AIM OF THE EXERCISE — Continue the blog post about online shopping carts, starting right after its last sentence.

SOURCE TEXT —
I think it’s a valid question at this point. I remember the first stuff being sold online which seems like an eternity ago, but was only about 15 years. Maybe to some people that IS an eternity. It seems both so short a time, but so far away.

Actually I don’t want to write about that but seriously… Fifteen years ago I was an oddball because I had a computer and even odder because I had a modem. I remember when I went to Grad School in the fall of ‘96 I had a laptop I brought with me for notes and people looked at me like I was a space alien. Most people hadn’t heard of the internet, and those that had thought it was spelled AOL.

Anyway I digress. Shopping carts. They’ve been around that long, and it seems on some websites they haven’t improved at all since those early heady days. There seem to be three types of Shopping Carts on the internet. The good, the bad, and the lazy.

[Collected data]
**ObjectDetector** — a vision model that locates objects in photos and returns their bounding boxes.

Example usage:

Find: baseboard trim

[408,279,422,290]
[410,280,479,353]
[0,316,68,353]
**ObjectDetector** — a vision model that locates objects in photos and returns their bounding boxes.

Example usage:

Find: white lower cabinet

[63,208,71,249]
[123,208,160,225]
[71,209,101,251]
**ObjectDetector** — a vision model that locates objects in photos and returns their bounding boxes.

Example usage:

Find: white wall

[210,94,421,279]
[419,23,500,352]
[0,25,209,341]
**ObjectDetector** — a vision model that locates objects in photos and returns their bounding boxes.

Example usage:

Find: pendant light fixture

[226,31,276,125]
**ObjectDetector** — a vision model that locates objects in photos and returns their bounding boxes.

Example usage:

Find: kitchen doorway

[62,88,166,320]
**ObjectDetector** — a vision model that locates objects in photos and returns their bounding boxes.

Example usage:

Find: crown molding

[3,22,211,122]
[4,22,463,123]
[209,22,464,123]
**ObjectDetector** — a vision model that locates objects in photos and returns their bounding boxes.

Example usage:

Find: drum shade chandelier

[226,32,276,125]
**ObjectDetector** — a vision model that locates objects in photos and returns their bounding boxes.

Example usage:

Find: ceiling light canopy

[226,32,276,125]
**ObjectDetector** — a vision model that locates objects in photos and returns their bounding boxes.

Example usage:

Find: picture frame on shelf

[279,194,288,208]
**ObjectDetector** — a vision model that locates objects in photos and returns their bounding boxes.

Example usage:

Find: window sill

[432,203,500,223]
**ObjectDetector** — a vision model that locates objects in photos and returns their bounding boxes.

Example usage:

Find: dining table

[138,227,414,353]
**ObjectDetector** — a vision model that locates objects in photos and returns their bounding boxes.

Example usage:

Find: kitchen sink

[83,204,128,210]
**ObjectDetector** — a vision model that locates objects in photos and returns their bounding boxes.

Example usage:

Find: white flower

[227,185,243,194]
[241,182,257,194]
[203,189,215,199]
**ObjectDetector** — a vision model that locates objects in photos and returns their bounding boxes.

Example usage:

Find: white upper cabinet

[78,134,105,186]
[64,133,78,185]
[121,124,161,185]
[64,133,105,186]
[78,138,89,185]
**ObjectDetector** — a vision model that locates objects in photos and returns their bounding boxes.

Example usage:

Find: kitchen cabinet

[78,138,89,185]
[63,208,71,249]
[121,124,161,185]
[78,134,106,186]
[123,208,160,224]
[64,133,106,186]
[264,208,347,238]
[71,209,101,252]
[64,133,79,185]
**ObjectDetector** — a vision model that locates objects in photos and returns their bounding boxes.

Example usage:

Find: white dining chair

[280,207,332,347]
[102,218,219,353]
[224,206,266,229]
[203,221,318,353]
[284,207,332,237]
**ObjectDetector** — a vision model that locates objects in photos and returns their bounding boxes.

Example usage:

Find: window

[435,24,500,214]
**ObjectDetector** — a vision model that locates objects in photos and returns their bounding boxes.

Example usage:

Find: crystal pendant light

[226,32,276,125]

THE REPLY —
The lazy ones are the ones like they were coded 10-15 years ago. I came across one of these just a couple days ago, and it spurred this blog post. I was purchasing season tickets to the Pitt Panther’s this fall, and the form was just godawful. The shopping experience itself was poor, and the shopping cart. Well it was just lazy. One big long form with every piece of information on it. Oh it wasn’t the worst lazy one i’ve seen. I’m sure you’ve come across them. You purchase something and there IS no shopping cart it’s just straight into purchase, and then it’s one form, and you fill it out and hit submit and the purchase is made, and they barely confirm it to you and you worry for a week that you got ripped off before the item hopefully arrives. Those. Lazy.

I guess you could call them Bad too, but I consider them more Lazy. It’s just not taking any time to learn what improves a process. The goal is to increase usability, but the reason is to increase sales, improve customer retention, and lower cart abandonment. Those are the three goals of all this. If you don’t care about any of that stuff, why are you selling anything at all?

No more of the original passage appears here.